Entries shown:
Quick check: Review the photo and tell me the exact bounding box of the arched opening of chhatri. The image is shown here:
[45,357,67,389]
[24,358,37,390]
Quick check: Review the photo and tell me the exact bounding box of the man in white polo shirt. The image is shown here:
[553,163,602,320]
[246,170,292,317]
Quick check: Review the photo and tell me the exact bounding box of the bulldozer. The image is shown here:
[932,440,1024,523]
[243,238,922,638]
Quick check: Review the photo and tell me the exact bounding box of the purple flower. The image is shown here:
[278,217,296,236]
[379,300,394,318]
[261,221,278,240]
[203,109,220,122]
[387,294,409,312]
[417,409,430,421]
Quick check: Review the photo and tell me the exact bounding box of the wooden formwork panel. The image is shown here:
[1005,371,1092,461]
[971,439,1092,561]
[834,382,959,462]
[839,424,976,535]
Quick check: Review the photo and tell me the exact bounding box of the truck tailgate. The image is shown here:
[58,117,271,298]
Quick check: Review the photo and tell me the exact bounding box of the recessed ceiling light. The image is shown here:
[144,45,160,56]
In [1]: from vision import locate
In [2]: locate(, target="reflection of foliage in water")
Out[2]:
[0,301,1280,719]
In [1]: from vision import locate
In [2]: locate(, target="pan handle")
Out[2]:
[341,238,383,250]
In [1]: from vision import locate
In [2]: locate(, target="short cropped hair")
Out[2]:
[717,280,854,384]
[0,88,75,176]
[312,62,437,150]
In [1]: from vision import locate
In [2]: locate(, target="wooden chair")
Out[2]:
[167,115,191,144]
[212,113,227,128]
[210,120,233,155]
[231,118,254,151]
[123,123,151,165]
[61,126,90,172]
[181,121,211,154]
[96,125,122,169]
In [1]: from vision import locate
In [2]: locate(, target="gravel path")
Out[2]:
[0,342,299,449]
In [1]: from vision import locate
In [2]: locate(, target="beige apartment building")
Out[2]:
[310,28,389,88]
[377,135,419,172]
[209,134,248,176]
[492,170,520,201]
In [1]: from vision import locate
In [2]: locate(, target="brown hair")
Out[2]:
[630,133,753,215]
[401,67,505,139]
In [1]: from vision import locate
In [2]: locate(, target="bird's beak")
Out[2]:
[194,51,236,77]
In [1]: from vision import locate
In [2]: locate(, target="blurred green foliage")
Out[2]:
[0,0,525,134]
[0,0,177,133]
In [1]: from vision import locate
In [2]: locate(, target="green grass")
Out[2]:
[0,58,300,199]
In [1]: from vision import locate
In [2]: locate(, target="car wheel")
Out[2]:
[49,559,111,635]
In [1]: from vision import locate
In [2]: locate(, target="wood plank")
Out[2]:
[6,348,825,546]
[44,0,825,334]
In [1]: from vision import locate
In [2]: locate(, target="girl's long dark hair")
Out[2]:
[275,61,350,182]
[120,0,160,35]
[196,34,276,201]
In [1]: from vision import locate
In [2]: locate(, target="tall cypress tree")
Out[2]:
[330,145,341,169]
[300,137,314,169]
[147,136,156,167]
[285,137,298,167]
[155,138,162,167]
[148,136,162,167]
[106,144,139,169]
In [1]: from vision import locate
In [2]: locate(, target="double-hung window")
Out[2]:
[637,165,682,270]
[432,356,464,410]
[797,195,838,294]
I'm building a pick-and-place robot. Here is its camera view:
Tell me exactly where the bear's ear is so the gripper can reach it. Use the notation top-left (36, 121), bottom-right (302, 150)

Work to be completed: Copy out every row above word for word, from the first line through the last.

Exercise result:
Quick check: Review the photo and tell me the exact bounding box of the arched opening of chhatri. The image is shown here:
[45,357,67,389]
[24,358,37,390]
Quick check: Review the photo and tell me the exact bounding box of the man in white polo shirt. The image is shown here:
[553,163,602,320]
[246,170,292,317]
Quick check: Review the photo and tell me the exact bounding box of the bulldozer. The image is shown here:
[932,440,1024,523]
[243,238,922,638]
Quick check: Review the photo and tell me the exact bounding box of the purple flower. The image is shown here:
[278,217,296,236]
[379,300,394,318]
[261,221,278,240]
[203,109,220,122]
[387,294,409,312]
[417,409,430,421]
Quick check: Review the photo and tell me the exact bounding box of the wooden formwork panel. The image is shown here:
[1005,371,1092,461]
[971,439,1092,561]
[834,382,959,462]
[839,424,976,535]
Quick check: Review the photo and tell me the exact bounding box of the truck tailgate. The image is shown here:
[58,117,271,298]
Quick check: Review the photo and tell me the exact bounding box of the recessed ceiling light. The image is shown here:
[144,45,160,56]
In [1]: from vision import locate
In [2]: locate(, target="reflection of foliage in water")
Out[2]:
[0,301,1280,719]
In [1]: from vision import locate
In [2]: locate(, target="pan handle")
Out[2]:
[341,238,383,250]
In [1]: from vision import locate
In [2]: locate(, target="short cropped hair")
Out[2]:
[717,280,854,384]
[0,88,75,176]
[312,62,437,150]
In [1]: from vision import locate
In [2]: locate(, target="wooden chair")
Out[2]:
[167,115,191,144]
[212,113,227,128]
[210,120,233,155]
[231,118,254,151]
[123,123,151,165]
[61,126,90,172]
[181,121,211,154]
[96,125,122,169]
In [1]: from vision import locate
In [2]: locate(, target="gravel path")
Out[2]:
[0,342,299,449]
In [1]: from vision import locate
In [2]: locate(, target="beige apartment building")
Out[2]:
[310,28,389,88]
[377,135,419,172]
[209,134,248,176]
[492,170,520,201]
In [1]: from vision import locate
In [2]: locate(, target="brown hair")
Out[2]:
[630,133,753,215]
[401,67,505,139]
In [1]: from vision import locate
In [2]: locate(, target="bird's beak")
Out[2]:
[194,51,236,77]
In [1]: from vision import locate
In [2]: locate(, target="blurred green foliage")
Out[2]:
[0,0,525,134]
[0,0,177,133]
In [1]: from vision import locate
In [2]: locate(, target="green grass")
Out[2]:
[0,58,300,199]
In [1]: from vision import locate
In [2]: locate(, target="car wheel")
Out[2]:
[49,559,111,635]
In [1]: from vision import locate
In [2]: locate(, target="wood plank")
Out[2]:
[6,348,825,546]
[44,0,825,334]
In [1]: from vision import locate
In [2]: locate(, target="girl's long dark hair")
Out[2]:
[275,61,350,182]
[120,0,160,35]
[196,34,276,201]
In [1]: from vision import locate
In [2]: locate(, target="tall cypress tree")
Out[2]:
[330,145,341,169]
[300,137,314,169]
[147,136,156,167]
[285,137,298,167]
[155,138,162,167]
[148,136,162,167]
[106,144,139,169]
In [1]: from vision import locate
In [2]: locate(, target="double-hung window")
Out[2]:
[637,165,682,270]
[432,356,464,410]
[797,195,838,294]
I'm building a pick-and-place robot. Here is its camera view:
Tell me exactly where the bear's ear is so the gripper can reach it. Use the notation top-left (36, 121), bottom-right (302, 150)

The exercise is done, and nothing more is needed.